§ TEXTE À LIRE

○ ○ ○

L’un des mécanismes impliqués dans l’apparition de la dépression causée par le stress vient d’être révélé chez la souris par des chercheurs du CNRS, de l’Inserm et de l’UPMC[1]. Ils ont déterminé le rôle du récepteur de la corticostérone, l’hormone du stress, dans la modification à long terme des comportements induits par un stress chronique. Chez des souris subissant des agressions répétées, ce récepteur participe à la mise en place d’une aversion sociale en contrôlant la libération de dopamine[2], un messager chimique clef. Si ce récepteur est bloqué, les animaux deviennent « résilients » : bien qu’anxieux, ils surmontent le traumatisme et ne fuient plus le contact avec leurs congénères. Ces travaux sont publiés dans Science le 18 janvier 2013.

○ ○ ○

§ DONNÉES FOURNIES
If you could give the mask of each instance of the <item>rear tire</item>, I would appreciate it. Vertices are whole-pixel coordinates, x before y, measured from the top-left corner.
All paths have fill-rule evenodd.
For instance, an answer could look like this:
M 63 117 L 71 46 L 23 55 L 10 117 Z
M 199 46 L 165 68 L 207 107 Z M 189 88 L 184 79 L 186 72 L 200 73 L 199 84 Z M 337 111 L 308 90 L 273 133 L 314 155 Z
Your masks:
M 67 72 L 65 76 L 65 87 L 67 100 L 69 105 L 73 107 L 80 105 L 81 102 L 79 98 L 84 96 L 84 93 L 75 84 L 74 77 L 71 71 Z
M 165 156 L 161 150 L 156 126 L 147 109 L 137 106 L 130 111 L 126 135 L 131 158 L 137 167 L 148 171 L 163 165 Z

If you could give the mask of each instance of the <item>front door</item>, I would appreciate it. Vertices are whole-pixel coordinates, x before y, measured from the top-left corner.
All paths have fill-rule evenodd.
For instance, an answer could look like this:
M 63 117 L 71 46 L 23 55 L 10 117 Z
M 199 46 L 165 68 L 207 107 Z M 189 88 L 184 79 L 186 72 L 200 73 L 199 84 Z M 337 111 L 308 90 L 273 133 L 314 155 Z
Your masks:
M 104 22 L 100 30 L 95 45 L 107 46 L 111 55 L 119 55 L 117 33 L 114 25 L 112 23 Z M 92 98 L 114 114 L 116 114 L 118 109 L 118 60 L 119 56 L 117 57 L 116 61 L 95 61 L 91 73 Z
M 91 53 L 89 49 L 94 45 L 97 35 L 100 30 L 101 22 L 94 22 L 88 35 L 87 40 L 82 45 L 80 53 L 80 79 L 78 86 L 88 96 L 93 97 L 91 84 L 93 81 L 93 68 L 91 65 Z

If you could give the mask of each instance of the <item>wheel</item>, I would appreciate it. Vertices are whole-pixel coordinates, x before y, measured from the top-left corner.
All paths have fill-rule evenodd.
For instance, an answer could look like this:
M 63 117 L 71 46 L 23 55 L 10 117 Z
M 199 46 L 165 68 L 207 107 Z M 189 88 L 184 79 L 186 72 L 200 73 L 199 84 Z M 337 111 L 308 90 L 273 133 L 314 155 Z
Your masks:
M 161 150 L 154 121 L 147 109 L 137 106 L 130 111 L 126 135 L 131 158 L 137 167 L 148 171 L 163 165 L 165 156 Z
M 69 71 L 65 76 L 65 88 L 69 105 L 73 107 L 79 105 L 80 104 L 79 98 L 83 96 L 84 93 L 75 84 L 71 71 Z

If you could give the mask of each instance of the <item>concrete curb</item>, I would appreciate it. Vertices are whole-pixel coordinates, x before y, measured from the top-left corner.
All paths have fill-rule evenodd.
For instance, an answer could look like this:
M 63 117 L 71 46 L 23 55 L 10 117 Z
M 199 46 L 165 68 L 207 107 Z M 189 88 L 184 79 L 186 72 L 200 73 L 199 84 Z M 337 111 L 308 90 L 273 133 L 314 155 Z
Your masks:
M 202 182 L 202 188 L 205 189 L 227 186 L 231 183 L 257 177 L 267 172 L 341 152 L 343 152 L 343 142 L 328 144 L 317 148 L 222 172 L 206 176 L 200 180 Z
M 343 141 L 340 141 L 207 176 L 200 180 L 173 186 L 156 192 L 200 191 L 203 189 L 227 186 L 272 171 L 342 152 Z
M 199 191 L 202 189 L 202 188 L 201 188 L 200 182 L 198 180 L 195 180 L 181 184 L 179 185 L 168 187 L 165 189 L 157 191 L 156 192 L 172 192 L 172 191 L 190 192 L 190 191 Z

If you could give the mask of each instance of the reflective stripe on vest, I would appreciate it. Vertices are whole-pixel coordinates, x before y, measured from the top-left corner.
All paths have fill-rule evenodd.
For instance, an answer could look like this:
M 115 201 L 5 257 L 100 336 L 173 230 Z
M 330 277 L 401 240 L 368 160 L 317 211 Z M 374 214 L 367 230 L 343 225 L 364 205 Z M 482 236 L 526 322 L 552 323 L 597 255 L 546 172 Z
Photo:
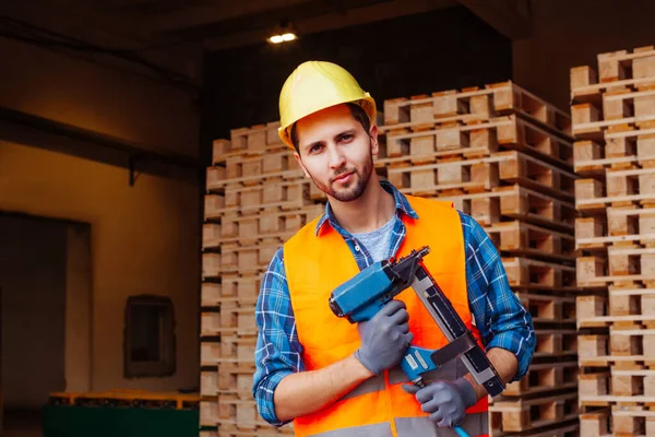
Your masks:
M 457 211 L 450 202 L 410 196 L 407 199 L 419 218 L 403 215 L 407 232 L 395 256 L 403 257 L 413 249 L 429 246 L 430 253 L 424 258 L 425 265 L 464 323 L 479 338 L 478 330 L 472 326 L 464 238 Z M 291 306 L 307 370 L 320 369 L 344 359 L 359 347 L 357 324 L 349 323 L 345 318 L 337 318 L 327 305 L 332 291 L 354 277 L 359 268 L 347 244 L 332 226 L 325 224 L 319 235 L 315 235 L 317 222 L 318 218 L 307 224 L 284 246 Z M 440 349 L 448 344 L 448 340 L 413 288 L 403 291 L 396 299 L 403 300 L 407 306 L 409 330 L 414 333 L 413 344 L 428 349 Z M 464 366 L 460 369 L 457 362 L 443 366 L 433 375 L 428 375 L 428 378 L 454 379 L 465 375 L 467 370 Z M 370 378 L 323 410 L 297 417 L 294 421 L 296 435 L 323 436 L 333 435 L 326 433 L 345 433 L 349 429 L 350 434 L 334 435 L 368 436 L 366 433 L 369 426 L 378 427 L 382 426 L 381 424 L 389 424 L 390 435 L 393 437 L 417 435 L 413 432 L 407 434 L 407 429 L 413 429 L 415 424 L 427 423 L 427 414 L 420 410 L 416 398 L 402 389 L 405 381 L 407 378 L 400 369 L 384 371 L 379 377 Z M 483 398 L 467 410 L 467 416 L 475 413 L 486 415 L 487 402 L 487 397 Z M 433 424 L 431 426 L 434 428 Z M 365 434 L 359 434 L 360 432 Z M 452 429 L 440 432 L 453 433 Z M 452 435 L 434 434 L 434 429 L 431 433 L 425 435 Z M 484 435 L 487 434 L 487 429 L 471 429 L 469 434 Z
M 440 428 L 429 417 L 397 417 L 394 418 L 395 428 L 398 436 L 420 436 L 420 437 L 454 437 L 457 434 L 451 428 Z M 489 415 L 487 413 L 472 413 L 464 417 L 462 427 L 469 436 L 486 435 L 489 428 Z M 374 425 L 355 426 L 350 428 L 341 428 L 320 434 L 312 434 L 309 437 L 391 437 L 391 423 L 385 422 Z

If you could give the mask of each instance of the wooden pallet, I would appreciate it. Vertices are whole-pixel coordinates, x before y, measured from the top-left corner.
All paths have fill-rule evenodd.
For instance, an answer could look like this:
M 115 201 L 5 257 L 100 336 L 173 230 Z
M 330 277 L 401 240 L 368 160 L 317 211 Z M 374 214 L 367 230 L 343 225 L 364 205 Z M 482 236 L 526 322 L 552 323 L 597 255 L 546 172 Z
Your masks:
M 204 218 L 206 221 L 219 220 L 225 211 L 225 196 L 222 193 L 205 194 Z
M 564 392 L 535 399 L 495 400 L 489 405 L 490 424 L 496 433 L 538 429 L 577 417 L 577 393 Z
M 535 329 L 536 345 L 534 359 L 562 358 L 577 354 L 577 331 L 575 329 Z
M 52 392 L 50 403 L 60 405 L 122 405 L 138 408 L 198 409 L 198 393 L 115 389 L 92 392 Z
M 225 333 L 221 336 L 203 338 L 200 342 L 201 367 L 235 365 L 254 371 L 254 346 L 257 336 L 251 334 Z
M 655 248 L 652 247 L 609 246 L 607 257 L 579 257 L 575 262 L 580 287 L 655 282 Z
M 243 363 L 222 363 L 218 366 L 217 388 L 222 393 L 237 393 L 241 397 L 251 397 L 254 362 L 251 366 Z
M 608 297 L 579 296 L 576 307 L 580 328 L 634 321 L 651 321 L 655 324 L 655 290 L 641 284 L 610 286 Z
M 238 365 L 254 371 L 255 335 L 223 334 L 221 335 L 221 364 Z
M 254 305 L 262 283 L 263 273 L 229 273 L 221 276 L 222 302 L 236 300 L 240 305 Z
M 226 214 L 221 220 L 221 234 L 216 235 L 216 229 L 213 229 L 212 243 L 217 246 L 226 243 L 252 244 L 262 238 L 286 240 L 307 223 L 321 215 L 324 210 L 323 204 L 317 203 L 293 211 L 263 211 L 259 214 L 248 215 Z
M 378 158 L 377 165 L 421 164 L 445 156 L 480 157 L 499 149 L 517 150 L 564 169 L 573 164 L 570 141 L 515 115 L 475 125 L 440 125 L 418 132 L 394 130 L 386 134 L 385 144 L 384 158 Z
M 569 291 L 575 287 L 575 268 L 528 258 L 502 258 L 508 280 L 520 290 Z
M 218 145 L 214 142 L 214 162 L 228 157 L 249 156 L 285 150 L 287 146 L 277 135 L 278 121 L 230 130 L 230 141 Z
M 511 81 L 488 84 L 485 88 L 468 87 L 436 92 L 431 96 L 388 99 L 381 130 L 420 130 L 433 126 L 434 121 L 472 123 L 505 114 L 519 114 L 563 135 L 571 133 L 567 114 Z
M 218 307 L 221 305 L 254 305 L 261 287 L 263 273 L 221 274 L 219 282 L 205 281 L 201 285 L 201 306 Z
M 655 84 L 653 46 L 639 47 L 632 52 L 619 50 L 599 54 L 597 69 L 574 67 L 570 72 L 571 99 L 588 102 L 600 93 L 621 88 L 644 88 Z
M 609 334 L 580 335 L 577 356 L 581 366 L 643 368 L 655 365 L 655 329 L 610 328 Z
M 225 333 L 254 335 L 254 306 L 223 303 L 219 311 L 203 310 L 200 315 L 200 326 L 201 335 L 205 336 Z
M 611 170 L 606 182 L 598 179 L 575 180 L 575 208 L 603 213 L 607 206 L 650 205 L 655 203 L 655 169 Z
M 580 415 L 581 437 L 652 436 L 655 411 L 641 405 L 615 405 Z
M 652 168 L 655 164 L 655 129 L 605 132 L 604 142 L 579 141 L 573 150 L 574 169 L 586 177 L 602 178 L 606 168 Z
M 499 152 L 475 160 L 390 166 L 388 179 L 401 192 L 414 196 L 488 191 L 500 182 L 520 184 L 550 196 L 573 200 L 576 176 L 521 152 Z
M 645 104 L 643 106 L 646 106 Z M 652 129 L 655 114 L 646 113 L 647 108 L 640 111 L 640 116 L 624 117 L 621 119 L 604 120 L 597 106 L 583 103 L 571 106 L 573 116 L 573 133 L 579 140 L 603 140 L 607 133 L 628 130 Z
M 200 366 L 216 367 L 221 363 L 221 341 L 218 339 L 200 342 Z
M 308 179 L 266 180 L 252 187 L 226 186 L 223 200 L 217 203 L 207 205 L 206 198 L 213 194 L 205 196 L 205 217 L 303 209 L 317 203 L 310 198 L 310 186 L 313 182 Z
M 626 397 L 634 397 L 633 402 L 655 403 L 655 369 L 620 368 L 581 374 L 580 401 L 583 405 L 603 406 L 609 402 L 631 402 Z M 639 397 L 639 398 L 638 398 Z
M 200 426 L 215 427 L 218 420 L 218 398 L 204 398 L 200 402 Z
M 485 232 L 502 255 L 534 259 L 573 261 L 575 239 L 572 235 L 545 229 L 520 221 L 501 222 Z
M 226 186 L 257 186 L 271 178 L 293 180 L 302 177 L 303 173 L 290 153 L 277 152 L 254 157 L 234 157 L 227 160 L 226 167 L 209 167 L 206 189 L 216 191 Z
M 517 184 L 495 188 L 490 192 L 439 196 L 434 199 L 452 201 L 457 210 L 469 214 L 483 226 L 508 217 L 550 229 L 572 232 L 576 215 L 572 203 Z
M 225 273 L 257 274 L 263 272 L 283 246 L 279 238 L 264 238 L 258 245 L 224 244 L 221 253 L 202 255 L 202 277 L 219 277 Z
M 577 387 L 577 362 L 564 361 L 558 363 L 531 364 L 527 374 L 521 381 L 507 386 L 503 395 L 517 397 Z
M 535 293 L 516 293 L 534 323 L 574 323 L 576 320 L 575 297 Z
M 544 426 L 536 430 L 522 433 L 499 433 L 489 434 L 492 437 L 579 437 L 580 423 L 577 418 L 559 422 L 555 425 Z
M 200 395 L 204 399 L 218 395 L 218 367 L 201 367 Z

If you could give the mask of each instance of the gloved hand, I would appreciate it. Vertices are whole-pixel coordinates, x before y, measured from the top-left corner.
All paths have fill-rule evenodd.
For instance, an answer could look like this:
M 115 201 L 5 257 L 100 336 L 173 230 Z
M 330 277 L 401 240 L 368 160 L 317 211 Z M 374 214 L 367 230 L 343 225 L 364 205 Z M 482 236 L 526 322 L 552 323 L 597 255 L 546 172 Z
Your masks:
M 404 383 L 403 390 L 415 394 L 422 412 L 429 413 L 430 418 L 441 428 L 460 425 L 464 421 L 466 409 L 477 402 L 473 386 L 464 378 L 434 381 L 422 389 Z
M 355 358 L 374 375 L 396 366 L 414 339 L 408 321 L 405 303 L 390 300 L 370 320 L 357 324 L 361 345 Z

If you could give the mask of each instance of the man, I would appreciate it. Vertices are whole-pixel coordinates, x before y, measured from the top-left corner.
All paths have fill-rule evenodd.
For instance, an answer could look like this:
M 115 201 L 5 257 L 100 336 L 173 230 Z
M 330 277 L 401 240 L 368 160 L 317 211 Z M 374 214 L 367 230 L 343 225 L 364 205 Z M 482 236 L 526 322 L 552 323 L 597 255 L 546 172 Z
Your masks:
M 275 426 L 293 421 L 298 436 L 448 436 L 455 425 L 487 435 L 487 393 L 460 359 L 420 390 L 400 370 L 410 342 L 448 343 L 413 290 L 358 324 L 332 314 L 327 298 L 371 263 L 429 246 L 426 267 L 501 378 L 519 380 L 535 334 L 493 244 L 451 203 L 378 179 L 376 103 L 343 68 L 300 64 L 279 111 L 282 140 L 329 202 L 276 252 L 262 282 L 252 387 L 260 414 Z

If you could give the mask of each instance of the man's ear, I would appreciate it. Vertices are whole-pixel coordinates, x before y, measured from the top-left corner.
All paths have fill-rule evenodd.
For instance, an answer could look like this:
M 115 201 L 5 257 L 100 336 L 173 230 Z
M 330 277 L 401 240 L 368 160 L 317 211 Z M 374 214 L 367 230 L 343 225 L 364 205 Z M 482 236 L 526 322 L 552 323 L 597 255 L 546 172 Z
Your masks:
M 378 140 L 378 126 L 372 125 L 369 129 L 369 137 L 371 139 L 371 154 L 377 155 L 380 152 L 380 142 Z
M 298 152 L 294 152 L 294 157 L 296 158 L 296 162 L 298 163 L 300 168 L 302 168 L 302 173 L 305 174 L 305 177 L 308 179 L 311 179 L 311 177 L 309 176 L 309 173 L 307 173 L 307 168 L 305 168 L 305 166 L 302 165 L 302 158 L 300 157 Z

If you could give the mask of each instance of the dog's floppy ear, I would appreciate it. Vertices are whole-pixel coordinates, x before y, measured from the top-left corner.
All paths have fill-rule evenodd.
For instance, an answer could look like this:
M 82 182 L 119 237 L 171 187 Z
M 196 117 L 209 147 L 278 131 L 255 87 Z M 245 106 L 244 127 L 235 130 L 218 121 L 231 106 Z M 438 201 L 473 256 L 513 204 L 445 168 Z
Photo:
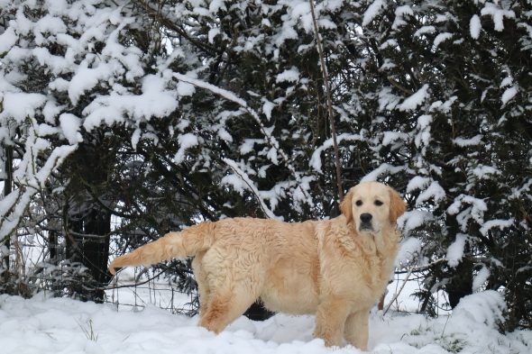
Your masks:
M 349 191 L 344 197 L 342 203 L 340 203 L 340 211 L 345 216 L 347 223 L 353 222 L 353 209 L 351 204 L 353 199 L 353 192 Z
M 396 223 L 397 219 L 405 213 L 407 210 L 407 204 L 401 198 L 399 193 L 393 188 L 390 188 L 390 221 L 391 223 Z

○ ○ ○

§ LISTE DES TÂCHES
1. Indiquez, s'il vous plaît, si les affirmations (a), (b) et (c) concordent avec le texte sur la dépression causée par le stress. Répondez par oui ou par non en citant à chaque fois les mots décisifs du texte.
(a) Les travaux ont été menés chez le rat.
(b) Le récepteur de la corticostérone contrôle la libération de dopamine.
(c) Lorsque le récepteur est bloqué, les animaux ne sont plus anxieux.
2. Poursuivez le texte sur la dépression causée par le stress à partir de sa dernière phrase.

§ RÉPONSES
1.
(a) Non : « chez la souris ».
(b) Oui : « en contrôlant la libération de dopamine ».
(c) Non : « bien qu’anxieux, ils surmontent le traumatisme ».

2.
Chez les vertébrés, le stress déclenche une libération rapide d’hormones glucocorticoïdes, la corticostérone chez les rongeurs ou le cortisol chez l’homme. Cette hormone modifie l’expression de nombreux gènes de façon à ce que l’individu puisse répondre au mieux à la cause du stress. Cependant, un stress chronique ou excessif peut conduire à la dépression, à l’anxiété et à des troubles du comportement social. Comprendre les mécanismes impliqués est un enjeu important pour le traitement des maladies psychiatriques liées au stress.
Les chercheurs soupçonnaient déjà que l’apparition de symptômes dépressifs causés par le stress mettait en jeu aussi bien l’hormone du stress que les neurones à dopamine libérant ce neurotransmetteur central dans le contrôle de l’humeur. Pour mieux comprendre cette imbrication, les chercheurs ont soumis un groupe de souris à des attaques répétées par des congénères plus forts et agressifs.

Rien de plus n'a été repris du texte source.